◆ Required task 1: Reproduce the part of the digital transformation blog post that opens with the words containing "Today we’re shining" and closes with "to be different.".
◆ Required task 2:
Answer these questions using the blog post on digital transformation:
(a) What event does the post say is being hosted today?
(b) Which company is named as a classic example of an Internet-born business?
(c) What does the post call the real difference with digital transformation?
◆ Required task 3: Write the next part of the blog post on digital transformation, picking up after its final line.
++++ Source ++++
Today we’re shining a light on digital transformation. Seasoned readers of this blog will know it’s a topic close to our hearts, but now there is an additional, pertinent reason to focus on it. Today we host our second annual Apexon Digital Maturity Summit, an executive gathering of business leaders and experts exploring strategies for success in digital transformation.

When we talk about end-to-end digital enterprises there is a tendency to picture a certain business stereotype. The digital superstars tend to be Internet-born — new companies whose business model is based on harnessing digital advantage. Uber is a classic example.

While we of course have a lot to learn from their methods, let us also recognize that for the majority of established enterprises the path to digital maturity is going to be different.

What do we mean by digital transformation?

The process of overhauling an organization’s enterprise architectures to compete in a rapidly evolving, digital marketplace certainly goes most of the way to describing ‘digital transformation’. Continually updating business processes in order to deliver goods and services faster is a key part of digital transformation.  However, we’ve always had tools and techniques to speed up our processes.

The real difference with digital transformation is the shift to a customer-centric focus. Traditional models started inwards, with the goods and services produced, and spread outwards (how am I going to build this product and sell it to my customers?) Digital transformation therefore requires a management shift that asks how can I improve my customers’ experience? The driving rationale doesn’t just start with the customer, it never leaves the customer’s side.

Why is digital transformation the most important priority for businesses?
++++ Dataset content ++++
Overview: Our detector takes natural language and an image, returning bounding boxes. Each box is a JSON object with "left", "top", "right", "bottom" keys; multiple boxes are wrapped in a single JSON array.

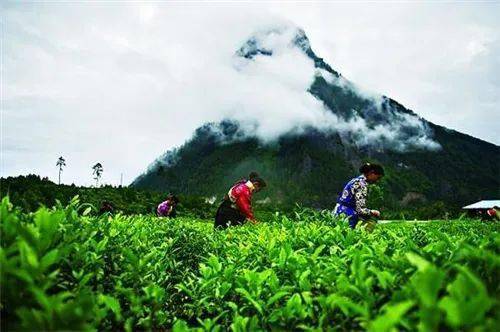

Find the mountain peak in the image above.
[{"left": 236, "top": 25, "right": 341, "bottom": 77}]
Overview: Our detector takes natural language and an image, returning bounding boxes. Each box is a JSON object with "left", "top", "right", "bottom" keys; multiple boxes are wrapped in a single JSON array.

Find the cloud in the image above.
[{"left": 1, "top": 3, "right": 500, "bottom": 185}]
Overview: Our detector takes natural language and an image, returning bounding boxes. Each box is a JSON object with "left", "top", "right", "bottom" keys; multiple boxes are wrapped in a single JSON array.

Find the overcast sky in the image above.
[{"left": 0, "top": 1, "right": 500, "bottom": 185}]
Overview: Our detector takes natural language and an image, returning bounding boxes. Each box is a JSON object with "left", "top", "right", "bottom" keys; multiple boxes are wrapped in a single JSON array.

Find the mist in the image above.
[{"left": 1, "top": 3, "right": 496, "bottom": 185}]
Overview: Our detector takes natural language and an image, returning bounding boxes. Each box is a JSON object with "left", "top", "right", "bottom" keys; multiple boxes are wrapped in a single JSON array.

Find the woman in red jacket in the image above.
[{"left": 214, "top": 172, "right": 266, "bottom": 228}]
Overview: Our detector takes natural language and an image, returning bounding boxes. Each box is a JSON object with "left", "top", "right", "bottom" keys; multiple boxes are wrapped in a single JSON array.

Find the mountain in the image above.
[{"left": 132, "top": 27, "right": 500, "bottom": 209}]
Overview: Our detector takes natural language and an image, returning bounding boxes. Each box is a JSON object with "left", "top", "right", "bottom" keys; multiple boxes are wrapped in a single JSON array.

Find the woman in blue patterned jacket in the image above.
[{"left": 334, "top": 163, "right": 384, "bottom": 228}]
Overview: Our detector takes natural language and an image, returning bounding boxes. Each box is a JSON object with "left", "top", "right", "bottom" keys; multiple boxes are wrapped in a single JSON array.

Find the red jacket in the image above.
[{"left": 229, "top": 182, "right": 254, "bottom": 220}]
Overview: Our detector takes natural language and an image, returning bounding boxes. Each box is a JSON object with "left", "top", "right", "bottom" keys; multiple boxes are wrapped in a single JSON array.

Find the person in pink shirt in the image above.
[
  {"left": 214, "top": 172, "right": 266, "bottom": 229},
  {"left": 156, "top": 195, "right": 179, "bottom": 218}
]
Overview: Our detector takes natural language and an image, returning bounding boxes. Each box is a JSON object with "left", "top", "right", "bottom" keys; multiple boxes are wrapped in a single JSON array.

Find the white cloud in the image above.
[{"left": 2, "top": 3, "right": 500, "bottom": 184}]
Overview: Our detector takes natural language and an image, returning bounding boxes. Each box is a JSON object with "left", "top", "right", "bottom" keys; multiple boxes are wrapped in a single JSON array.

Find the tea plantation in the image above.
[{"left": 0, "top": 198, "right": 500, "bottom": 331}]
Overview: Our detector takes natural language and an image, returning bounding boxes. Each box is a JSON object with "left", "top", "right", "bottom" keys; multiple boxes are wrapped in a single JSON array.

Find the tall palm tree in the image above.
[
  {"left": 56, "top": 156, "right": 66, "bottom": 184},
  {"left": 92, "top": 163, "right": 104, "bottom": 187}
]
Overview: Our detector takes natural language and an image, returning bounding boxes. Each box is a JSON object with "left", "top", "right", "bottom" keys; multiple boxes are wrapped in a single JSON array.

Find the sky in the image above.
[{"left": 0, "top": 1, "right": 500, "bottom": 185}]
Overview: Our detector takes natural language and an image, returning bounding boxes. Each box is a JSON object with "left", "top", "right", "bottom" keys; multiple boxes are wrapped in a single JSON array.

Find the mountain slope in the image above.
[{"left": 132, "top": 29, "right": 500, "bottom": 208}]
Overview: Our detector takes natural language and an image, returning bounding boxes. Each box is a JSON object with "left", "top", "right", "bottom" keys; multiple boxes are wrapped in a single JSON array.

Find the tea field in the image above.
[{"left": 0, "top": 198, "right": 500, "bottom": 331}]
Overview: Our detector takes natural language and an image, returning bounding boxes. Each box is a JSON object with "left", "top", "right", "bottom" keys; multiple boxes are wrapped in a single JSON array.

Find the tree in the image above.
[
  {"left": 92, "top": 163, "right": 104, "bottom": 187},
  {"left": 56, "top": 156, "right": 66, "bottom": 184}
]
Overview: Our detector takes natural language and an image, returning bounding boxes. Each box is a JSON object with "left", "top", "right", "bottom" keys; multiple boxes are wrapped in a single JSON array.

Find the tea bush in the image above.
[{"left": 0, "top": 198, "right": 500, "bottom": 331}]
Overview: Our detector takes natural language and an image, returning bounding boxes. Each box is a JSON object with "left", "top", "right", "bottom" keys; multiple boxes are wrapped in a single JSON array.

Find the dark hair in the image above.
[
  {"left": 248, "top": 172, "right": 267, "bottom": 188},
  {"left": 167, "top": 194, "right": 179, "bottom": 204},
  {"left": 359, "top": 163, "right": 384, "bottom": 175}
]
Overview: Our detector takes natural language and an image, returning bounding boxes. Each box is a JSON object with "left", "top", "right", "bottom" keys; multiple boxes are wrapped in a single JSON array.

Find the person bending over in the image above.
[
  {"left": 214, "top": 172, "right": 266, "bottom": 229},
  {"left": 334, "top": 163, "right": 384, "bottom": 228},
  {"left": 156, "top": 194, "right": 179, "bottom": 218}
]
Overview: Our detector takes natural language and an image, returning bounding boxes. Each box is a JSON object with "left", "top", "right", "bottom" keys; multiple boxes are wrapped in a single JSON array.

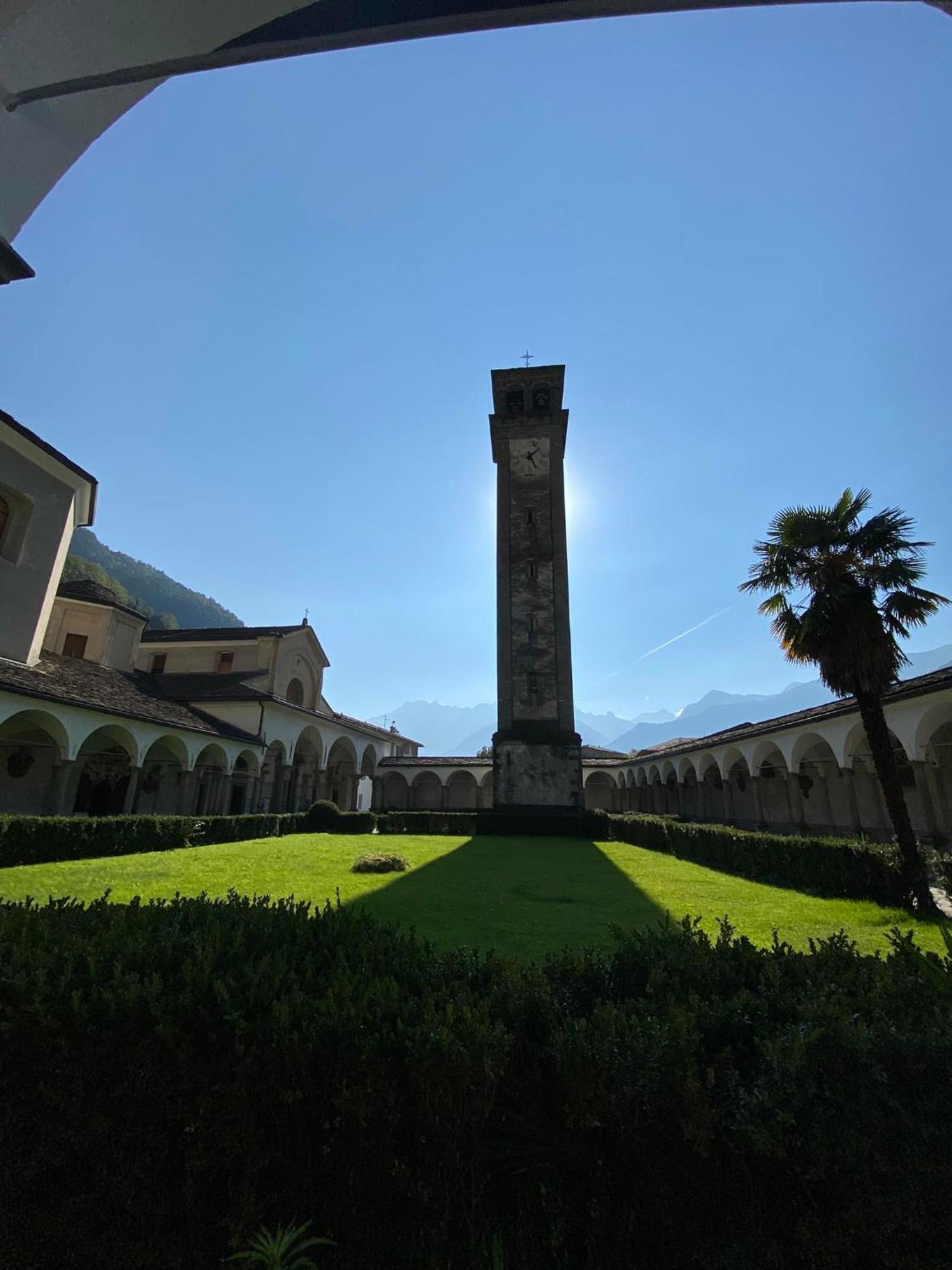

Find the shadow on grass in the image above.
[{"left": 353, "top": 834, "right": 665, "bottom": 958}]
++++
◆ Task response 1:
Today we’re shining a light on digital transformation. Seasoned readers of this blog will know it’s a topic close to our hearts, but now there is an additional, pertinent reason to focus on it. Today we host our second annual Apexon Digital Maturity Summit, an executive gathering of business leaders and experts exploring strategies for success in digital transformation.

When we talk about end-to-end digital enterprises there is a tendency to picture a certain business stereotype. The digital superstars tend to be Internet-born — new companies whose business model is based on harnessing digital advantage. Uber is a classic example.

While we of course have a lot to learn from their methods, let us also recognize that for the majority of established enterprises the path to digital maturity is going to be different.

◆ Task response 2:
(a) The second annual Apexon Digital Maturity Summit.
(b) Uber.
(c) The shift to a customer-centric focus.

◆ Task response 3:
Everywhere you look, incumbents are experiencing a tough time from nimble, Internet-born competitors. However, established enterprises have a secret weapon. They are repositories brimful of information, waiting to be unlocked. Established enterprises CAN compete with their new, nimbler counterparts IF they learn to leverage their accumulated data and customer knowledge.

Digital maturity is becoming an increasingly big focus for CEOs, which is not surprising when you consider the strong correlation between digital leadership and financial performance.

Taking the steps to digital maturity

The first step on the digital maturity trail is re-imagining your business from the standpoint of the customer, and then working backwards. Faced with an enterprise-wide overhaul of the architecture, systems of record and engagement and platforms that are the business’ building blocks, it’s understandable to feel daunted. Instead, enterprises should aim for smaller, strategic and consistent steps towards digital maturity.  For many businesses the low-hanging fruit will reside in innovating their business capabilities, while longer-term projects will involve updating enterprise platforms, for example.

If speed of innovation is the main motive for digital transformation, it’s important to pay attention to the dependencies between people and processes. Breaking down these dependencies accelerates initiatives. The QE approach and DevOps model of working is instructive because it involves eliminating unnecessary barriers in the form of sign-offs and hand-offs in favor of continuous innovation delivered by CI/CD.

There is no finishing line

By now you’ll be aware that digital transformation is unlike IT or operations implementations of the past. (“Hey, we’re ‘doing’ an ERP project”.) You are never ‘done’ with digital maturity. Far from making it a dispiriting prospect, the digital maturity journey has plenty of welcome progress markers. The more mature enterprises become, the more benefit they will derive from producing goods or services faster. Equally they will become better at processing customer and employee feedback and driving business decisions based on it.

I’m reminded of the words of Amazon founder and CEO, Jeff Bezos:

We never think of ourselves as tied to any specific technologies or skill sets. We think of ourselves as tied to our customers, and we’re trying to work backwards from their needs, and we’ll learn whatever skills we need to service our customers.”

We specialize in helping world-leading firms deploy laser focus on the customer to transform their digital initiatives, as we’re discussing today at the Apexon Digital Maturity Summit. If you’d like to discuss a particular project, why not contact us?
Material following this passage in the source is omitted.